ACTIONS TO TAKE:
a – Answer these questions about the wedding invitation discussion:
(i) What do many people who are not rich have for rare occasions like these?
(ii) Which two reasons for not going does the discussion set apart from not liking the request or finding it rude?
(iii) Who does the discussion say guests have to be assumed to be?
b – Write a continuation of the wedding invitation discussion, starting right after its last sentence.

TEXT PASSAGE:
Wedding invitation with rules

It has nothing to do with "not being allowed to wear a certain color". Many people are not rich and have a specific item of clothing that they wear to these rare occasions. Until you struggle with a body where you can not easily find well fitting clothing at a reasonable price, you won't understand the issues with trying to accommodate these types of requests.
That is why I was careful with my wording. Big difference between someone not going because they can’t find an appropriate dress or can’t afford one and someone not going because they don’t like the request or find it rude.
 
That is why I was careful with my wording. Big difference between someone not going because they can’t find an appropriate dress or can’t afford one and someone not going because they don’t like the request or find it rude.
That is the crux here isn't it? Why would anyone want to make their guest, whom you have to assume are either family or friends, feel left out or uncomfortable over something like an outfit color? Why is that more important to the bride and groom than their family or friends and having them there to celebrate with them?

Segmentation data
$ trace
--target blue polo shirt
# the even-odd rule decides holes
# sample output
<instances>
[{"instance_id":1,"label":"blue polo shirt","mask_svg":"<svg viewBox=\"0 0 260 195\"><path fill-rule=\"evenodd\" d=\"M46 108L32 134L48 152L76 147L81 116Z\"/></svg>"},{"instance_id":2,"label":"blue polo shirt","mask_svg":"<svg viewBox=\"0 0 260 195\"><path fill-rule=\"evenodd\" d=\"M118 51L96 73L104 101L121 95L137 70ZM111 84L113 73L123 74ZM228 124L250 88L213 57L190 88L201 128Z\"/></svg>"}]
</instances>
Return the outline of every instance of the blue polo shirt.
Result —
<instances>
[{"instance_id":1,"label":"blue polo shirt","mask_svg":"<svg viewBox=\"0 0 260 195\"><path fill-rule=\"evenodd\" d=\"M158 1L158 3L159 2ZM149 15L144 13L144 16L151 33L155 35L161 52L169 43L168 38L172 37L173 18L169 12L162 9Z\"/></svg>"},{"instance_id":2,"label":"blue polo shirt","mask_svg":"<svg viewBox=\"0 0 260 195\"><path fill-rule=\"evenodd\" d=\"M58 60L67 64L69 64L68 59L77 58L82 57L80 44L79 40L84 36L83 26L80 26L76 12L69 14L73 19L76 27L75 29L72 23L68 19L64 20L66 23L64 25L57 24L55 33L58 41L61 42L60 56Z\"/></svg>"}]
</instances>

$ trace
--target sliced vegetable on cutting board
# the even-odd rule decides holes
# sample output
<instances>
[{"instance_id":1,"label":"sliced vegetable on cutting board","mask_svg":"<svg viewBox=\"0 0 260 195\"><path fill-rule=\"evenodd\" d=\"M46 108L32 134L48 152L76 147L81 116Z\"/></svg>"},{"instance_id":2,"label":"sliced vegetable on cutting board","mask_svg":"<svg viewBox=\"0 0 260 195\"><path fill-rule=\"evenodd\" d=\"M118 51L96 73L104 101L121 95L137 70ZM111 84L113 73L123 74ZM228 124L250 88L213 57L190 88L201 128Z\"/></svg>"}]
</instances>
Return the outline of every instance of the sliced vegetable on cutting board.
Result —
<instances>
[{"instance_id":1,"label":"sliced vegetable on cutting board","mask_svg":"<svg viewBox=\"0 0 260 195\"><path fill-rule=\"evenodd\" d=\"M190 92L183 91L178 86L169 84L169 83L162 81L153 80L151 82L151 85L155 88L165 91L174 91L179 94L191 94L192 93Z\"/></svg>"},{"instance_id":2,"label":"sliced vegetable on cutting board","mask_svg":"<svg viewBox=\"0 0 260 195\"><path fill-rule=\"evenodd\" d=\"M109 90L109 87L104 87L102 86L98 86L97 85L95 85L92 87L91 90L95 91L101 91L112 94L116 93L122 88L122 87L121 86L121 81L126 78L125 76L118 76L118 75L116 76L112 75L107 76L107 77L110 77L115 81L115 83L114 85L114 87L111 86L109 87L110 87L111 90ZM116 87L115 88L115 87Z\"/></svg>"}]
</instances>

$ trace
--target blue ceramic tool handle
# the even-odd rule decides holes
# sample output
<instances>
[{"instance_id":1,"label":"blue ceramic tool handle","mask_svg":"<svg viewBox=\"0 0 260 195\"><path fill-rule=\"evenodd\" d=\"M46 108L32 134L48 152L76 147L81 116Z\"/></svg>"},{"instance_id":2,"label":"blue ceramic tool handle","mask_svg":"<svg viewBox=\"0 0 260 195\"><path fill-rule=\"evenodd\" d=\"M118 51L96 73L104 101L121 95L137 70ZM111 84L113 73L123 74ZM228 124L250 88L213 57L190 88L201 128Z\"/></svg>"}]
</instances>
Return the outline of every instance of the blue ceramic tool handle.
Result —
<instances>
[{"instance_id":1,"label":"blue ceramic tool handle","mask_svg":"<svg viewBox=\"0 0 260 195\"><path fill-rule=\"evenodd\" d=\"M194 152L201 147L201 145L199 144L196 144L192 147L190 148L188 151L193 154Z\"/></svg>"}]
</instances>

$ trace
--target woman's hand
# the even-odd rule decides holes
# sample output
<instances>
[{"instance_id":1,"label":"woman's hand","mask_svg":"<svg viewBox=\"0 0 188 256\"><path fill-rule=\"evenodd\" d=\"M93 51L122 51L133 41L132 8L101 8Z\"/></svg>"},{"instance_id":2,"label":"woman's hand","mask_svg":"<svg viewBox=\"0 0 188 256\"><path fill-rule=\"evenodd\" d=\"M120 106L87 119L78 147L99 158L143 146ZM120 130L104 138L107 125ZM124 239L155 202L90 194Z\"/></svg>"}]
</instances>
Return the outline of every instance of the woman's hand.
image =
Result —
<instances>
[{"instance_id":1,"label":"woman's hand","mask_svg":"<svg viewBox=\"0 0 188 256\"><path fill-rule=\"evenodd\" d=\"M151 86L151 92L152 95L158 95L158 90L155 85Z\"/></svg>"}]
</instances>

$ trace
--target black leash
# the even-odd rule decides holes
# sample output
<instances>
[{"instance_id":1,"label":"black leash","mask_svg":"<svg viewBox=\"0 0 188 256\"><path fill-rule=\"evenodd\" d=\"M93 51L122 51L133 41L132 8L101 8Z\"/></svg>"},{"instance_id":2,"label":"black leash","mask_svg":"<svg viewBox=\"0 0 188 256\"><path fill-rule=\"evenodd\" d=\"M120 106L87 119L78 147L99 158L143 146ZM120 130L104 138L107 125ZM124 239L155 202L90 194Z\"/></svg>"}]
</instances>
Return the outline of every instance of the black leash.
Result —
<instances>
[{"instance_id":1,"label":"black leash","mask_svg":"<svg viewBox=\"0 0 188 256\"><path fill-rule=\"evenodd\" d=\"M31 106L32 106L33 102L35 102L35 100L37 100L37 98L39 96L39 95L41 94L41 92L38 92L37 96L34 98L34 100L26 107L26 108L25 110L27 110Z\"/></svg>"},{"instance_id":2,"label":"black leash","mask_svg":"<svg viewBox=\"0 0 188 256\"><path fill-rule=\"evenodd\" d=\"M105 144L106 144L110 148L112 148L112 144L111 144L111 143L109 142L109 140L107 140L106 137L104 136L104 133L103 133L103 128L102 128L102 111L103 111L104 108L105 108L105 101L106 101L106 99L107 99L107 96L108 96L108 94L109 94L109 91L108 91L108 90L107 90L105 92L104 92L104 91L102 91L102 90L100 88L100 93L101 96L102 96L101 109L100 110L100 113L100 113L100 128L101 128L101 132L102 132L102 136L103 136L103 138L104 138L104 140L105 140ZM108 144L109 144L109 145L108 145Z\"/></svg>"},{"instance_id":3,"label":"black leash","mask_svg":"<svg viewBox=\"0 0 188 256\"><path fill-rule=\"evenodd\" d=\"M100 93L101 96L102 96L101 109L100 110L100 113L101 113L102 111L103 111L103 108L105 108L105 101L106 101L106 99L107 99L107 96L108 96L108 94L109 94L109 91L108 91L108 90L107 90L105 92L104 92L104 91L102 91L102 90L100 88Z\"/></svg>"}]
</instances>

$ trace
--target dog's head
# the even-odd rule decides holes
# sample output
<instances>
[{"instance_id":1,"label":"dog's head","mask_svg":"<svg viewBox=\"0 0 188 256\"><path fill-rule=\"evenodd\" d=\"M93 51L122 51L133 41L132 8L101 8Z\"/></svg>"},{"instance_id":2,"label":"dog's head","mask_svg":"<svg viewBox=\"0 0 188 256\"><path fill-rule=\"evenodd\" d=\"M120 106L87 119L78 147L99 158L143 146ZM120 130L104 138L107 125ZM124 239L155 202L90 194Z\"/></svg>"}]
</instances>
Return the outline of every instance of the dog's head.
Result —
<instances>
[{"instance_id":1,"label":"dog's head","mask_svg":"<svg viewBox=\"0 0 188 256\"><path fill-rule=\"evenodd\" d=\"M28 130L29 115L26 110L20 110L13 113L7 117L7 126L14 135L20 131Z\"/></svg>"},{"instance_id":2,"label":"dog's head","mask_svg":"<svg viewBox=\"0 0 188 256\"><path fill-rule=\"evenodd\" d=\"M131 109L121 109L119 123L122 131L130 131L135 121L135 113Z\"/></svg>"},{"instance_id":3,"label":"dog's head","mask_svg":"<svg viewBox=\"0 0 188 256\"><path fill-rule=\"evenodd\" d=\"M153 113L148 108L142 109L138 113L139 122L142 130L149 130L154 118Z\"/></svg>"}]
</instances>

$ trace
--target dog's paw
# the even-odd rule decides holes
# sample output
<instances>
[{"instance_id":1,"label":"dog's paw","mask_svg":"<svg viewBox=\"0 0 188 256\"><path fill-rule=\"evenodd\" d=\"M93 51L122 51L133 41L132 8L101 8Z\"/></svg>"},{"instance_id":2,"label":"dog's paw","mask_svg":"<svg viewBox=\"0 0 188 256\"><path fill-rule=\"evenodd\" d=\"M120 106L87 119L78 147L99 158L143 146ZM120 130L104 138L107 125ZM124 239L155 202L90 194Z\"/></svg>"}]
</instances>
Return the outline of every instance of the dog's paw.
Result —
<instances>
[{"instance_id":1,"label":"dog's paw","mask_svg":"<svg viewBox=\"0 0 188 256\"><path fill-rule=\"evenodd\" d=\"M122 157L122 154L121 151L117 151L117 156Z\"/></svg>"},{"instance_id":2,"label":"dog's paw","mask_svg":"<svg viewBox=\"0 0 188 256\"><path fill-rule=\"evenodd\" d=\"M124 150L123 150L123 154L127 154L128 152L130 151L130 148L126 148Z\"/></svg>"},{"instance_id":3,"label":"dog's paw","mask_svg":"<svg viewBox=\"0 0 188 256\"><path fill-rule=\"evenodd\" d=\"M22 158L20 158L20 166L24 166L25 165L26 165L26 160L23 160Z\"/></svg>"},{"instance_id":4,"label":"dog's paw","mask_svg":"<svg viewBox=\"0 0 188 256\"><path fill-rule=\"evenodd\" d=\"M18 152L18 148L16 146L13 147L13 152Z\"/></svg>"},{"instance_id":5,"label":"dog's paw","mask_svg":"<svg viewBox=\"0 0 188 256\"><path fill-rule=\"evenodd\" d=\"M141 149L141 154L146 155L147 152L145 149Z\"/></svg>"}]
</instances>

ANSWERS FOR THE EXERCISE:
a –
(i) A specific item of clothing that they wear to these occasions.
(ii) Not being able to find an appropriate dress, and not being able to afford one.
(iii) Family or friends.

b –
It has nothing to do with "not being allowed to wear a certain color". Many people are not rich and have a specific item of clothing that they wear to these rare occasions. Until you struggle with a body where you can not easily find well fitting clothing at a reasonable price, you won't understand the issues with trying to accommodate these types of requests.
"Request" <> "Demand". Just like an invitation might say "So and so REQUESTS the honor of your presence... " is that a demand also?
 
It has nothing to do with "not being allowed to wear a certain color". Many people are not rich and have a specific item of clothing that they wear to these rare occasions. Until you struggle with a body where you can not easily find well fitting clothing at a reasonable price, you won't understand the issues with trying to accommodate these types of requests.
Couldn't someone use this argument (many people are not rich and have trouble finding clothes they like) to wear sandals, shorts, and a t-shirt to a "black tie" wedding?
 
"Request" <> "Demand". Just like an invitation might say "So and so REQUESTS the honor of your presence... " is that a demand also?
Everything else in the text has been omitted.